The future of Britain's electricity networks - Energy and Climate Change Contents


Memorandum submitted by Dr Michael Pollitt, ESRC Electricity Policy Research Group, Judge Business School

What should the Government's vision be for Britain's electricity networks, if it is to meet the EU 2020 renewables target, and longer-term security of energy supply and climate change goals?

How do we ensure the regulatory framework is flexible enough to cope with uncertainty over the future generation mix?

  A useful starting point for a discussion of the future of GB's electricity networks is Ofgem's LENS report which outlines five scenarios for the future of the UK electricity network.[90] The LENS scenarios from Ofgem describe five very different electricity networks in 2050, ranging from a heavily reinforced scenario with "bigger" transmission and distribution networks (Big T&D) than at present sized to cope with the variability of large renewable plant, particularly wind farms to a micro-grid based scenario (micro-grids) with lots of local generation and less strongly inter-connected local grids, based on local biomass, wind and solar.

Another important starting point is the idea that when it comes to electricity policy we should be thinking in terms of the efficient delivery of energy services (heating, lighting, power etc) rather than in terms of vertical structure of the current electricity supply industry (generation, transmission, distribution and supply). The question is not how best to configure the electricity network, but how best to ensure reasonable demands for energy services are met most efficiently. This encourages to think in terms of appropriate organisational forms for such delivery and to be open to potentially radically different combinations of assets which might best deliver services (e.g. heat networks, local generation etc).

It is worthwhile starting with a number of basic principles for the future regulation of networks.[91]

  First, there should be a presumption that regulation in the future will involve more deliberate engagement between buyers and sellers of network services (or their representatives). Stephen Littlechild has discussed the success of such policies in the electricity systems in North and South America (so called negotiated settlements).[92] The UK has been experimenting with this in airports with some success (where it is known as constructive engagement). Given the uncertainty about the future, creating appropriate fora for negotiation between the parties is crucial as a way of handling this uncertainty and managing the complexity of the task of approving investment plans faced by the regulator.

  Second, regulation should remain committed to making good use of competitive mechanisms wherever possible and to facilitating innovative entry into the sector. In electricity generation and supply we expect large amounts of innovation to help us to meet our ambitious climate change targets. Electricity networks involve substantial investments by themselves, but even more importantly can influence (via their flexibility/inflexibility) the generation/supply investments that they support. They need to be incentivised to encourage new entrants and be open to the possibility that the current natural monopoly model of networks may not be optimal by 2050.

  Third, the academic literature and practical experience has already established that differentiated pricing has a key role to play. The arrival of smart metering throughout the distribution system will offer significant potential for demand response both in the short and long run at the household and commercial levels. Such demand response requires the use of differentiated pricing in space and through time for all electricity customers. Customers may, of course, choose not to be exposed to such variations directly (by choosing time invariant contracts) but the incentives for energy service providers to match load to intermittent (or indeed inflexible) generation should exist.

▶ Given problem 1
Rewrite the records from the line with "Final review — confirm that every avalanche" through the end of the records, replacing "avalanche" with "snow slide" and changing nothing else.

▶ Data lines
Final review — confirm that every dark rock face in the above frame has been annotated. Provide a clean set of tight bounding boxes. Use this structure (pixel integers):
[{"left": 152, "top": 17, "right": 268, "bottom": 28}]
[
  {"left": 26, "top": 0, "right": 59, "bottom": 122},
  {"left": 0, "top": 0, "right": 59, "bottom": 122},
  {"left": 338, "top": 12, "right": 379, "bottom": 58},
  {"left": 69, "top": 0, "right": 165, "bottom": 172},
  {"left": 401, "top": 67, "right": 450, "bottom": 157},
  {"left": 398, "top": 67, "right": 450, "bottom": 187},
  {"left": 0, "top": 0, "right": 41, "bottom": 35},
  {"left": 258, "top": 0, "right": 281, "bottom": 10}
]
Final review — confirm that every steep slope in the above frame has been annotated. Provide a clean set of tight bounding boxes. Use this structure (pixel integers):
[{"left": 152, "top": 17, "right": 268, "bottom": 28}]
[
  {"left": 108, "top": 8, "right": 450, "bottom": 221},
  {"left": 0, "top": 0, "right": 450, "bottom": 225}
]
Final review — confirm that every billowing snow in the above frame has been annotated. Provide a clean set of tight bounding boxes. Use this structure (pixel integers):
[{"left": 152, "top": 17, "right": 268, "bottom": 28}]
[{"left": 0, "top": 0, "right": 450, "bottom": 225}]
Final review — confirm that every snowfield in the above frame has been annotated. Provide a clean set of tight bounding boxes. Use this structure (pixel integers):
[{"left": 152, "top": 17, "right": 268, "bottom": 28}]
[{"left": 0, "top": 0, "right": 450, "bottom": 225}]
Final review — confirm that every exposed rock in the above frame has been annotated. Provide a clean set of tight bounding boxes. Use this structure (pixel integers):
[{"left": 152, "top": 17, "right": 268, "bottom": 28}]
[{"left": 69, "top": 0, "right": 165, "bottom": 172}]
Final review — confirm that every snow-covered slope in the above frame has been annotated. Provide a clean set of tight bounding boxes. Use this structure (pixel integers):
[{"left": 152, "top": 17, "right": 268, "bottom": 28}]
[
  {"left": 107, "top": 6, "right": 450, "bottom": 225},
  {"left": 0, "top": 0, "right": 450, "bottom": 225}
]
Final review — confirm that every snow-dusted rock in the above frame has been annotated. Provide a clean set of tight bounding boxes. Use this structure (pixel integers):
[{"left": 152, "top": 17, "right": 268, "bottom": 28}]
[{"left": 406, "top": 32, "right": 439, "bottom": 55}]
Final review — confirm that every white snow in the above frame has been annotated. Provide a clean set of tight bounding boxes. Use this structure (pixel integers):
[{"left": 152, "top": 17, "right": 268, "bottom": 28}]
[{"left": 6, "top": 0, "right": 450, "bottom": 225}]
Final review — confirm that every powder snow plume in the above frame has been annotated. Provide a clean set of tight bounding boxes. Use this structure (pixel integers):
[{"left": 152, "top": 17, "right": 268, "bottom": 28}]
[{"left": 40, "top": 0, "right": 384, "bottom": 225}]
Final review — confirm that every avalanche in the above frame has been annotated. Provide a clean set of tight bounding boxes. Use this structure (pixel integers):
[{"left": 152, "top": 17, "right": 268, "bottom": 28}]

▶ Given problem 2
Carry on the memorandum about the future of Britain's electricity networks from the point where it stops.

▶ Exercise result 1
Final review — confirm that every snow slide in the above frame has been annotated. Provide a clean set of tight bounding boxes. Use this structure (pixel integers):
[{"left": 152, "top": 17, "right": 268, "bottom": 28}]

▶ Exercise result 2
  Fourth, keeping technological options (and hence all the scenarios) open has a lot of value initially. We just don't know at this stage what the best network configuration is for 2020 or 2050, not least because of price, policy and technological uncertainty. Different configurations have strengths and weaknesses. However to begin with we can achieve demand reduction and increases in renewable generation without radical changes to energy networks. This gives us space to experiment with different technological options and organisational forms. We should take this opportunity because it has a high initial option value.

  Fifth, the climate change agenda needs to be consistently pursued through all aspects of regulation. It is important to stress that rational consistency of policy is key to delivering energy services at least cost. This requires a single price of carbon and a consistent subsidy framework delivered with commitment over the life of investments. We are some way from achieving this difficult policy aim. At the moment planned network investment is being made in an environment of high uncertainty about the future financial incentives that will be available. As with generation investments it is important that network investments face a more consistent policy framework going forward than at present.

  An additional starting point, is to point out that it is possible to imagine linear combinations of the scenarios (this is different from the multi-purpose networks scenario in LENS). Thus different distribution network areas might follow different paths towards achieving our overall climate targets and this might be a desirable outcome given their different electricity generation and demand characteristics.

What are the technical, commercial and regulatory barriers that need to be overcome to ensure sufficient network capacity is in place to connect a large increase in onshore renewables, particularly wind power, as well as new nuclear build in the future? For example issues may include the use of locational pricing, or the availability of skills.

  An increase in large scale inflexible central generation (over the current level) would mean a need for either more flexible demand or more storage. Flexible demand is helped by clear price signals to loads. It seems clear that nodal pricing throughout the transmission system (like in the PJM market in the US) and additionally nodal pricing within the distribution system (as is being partially implemented in the south west (WPD)) would seem to be important to provide finely differentiated incentives which could help manage demand and incentivise least system cost location of distributed and micro-generation.

Consideration might also need to be given to storage technology which might complement extra wind on the system. It would be possible to invest in a significant amount more pumped storage hydro. Careful evaluation of the value of such water (which may not be privately economic if it reduces the price differentials across time and hence the arbitrage opportunity) would need to be made. David MacKay[93] notes that several good sites are already identified for this capacity. Similarly there are possibilities for dumping excess wind power into heat (via electrical elements in hot water tanks) which are being investigated in Scotland (and happens in Denmark) but would require appropriate connections and incentives. However this might be a cheap alternative to building new storage capacity.

What are the issues the Government and regulator must address to establish a cost-effective offshore transmission regime?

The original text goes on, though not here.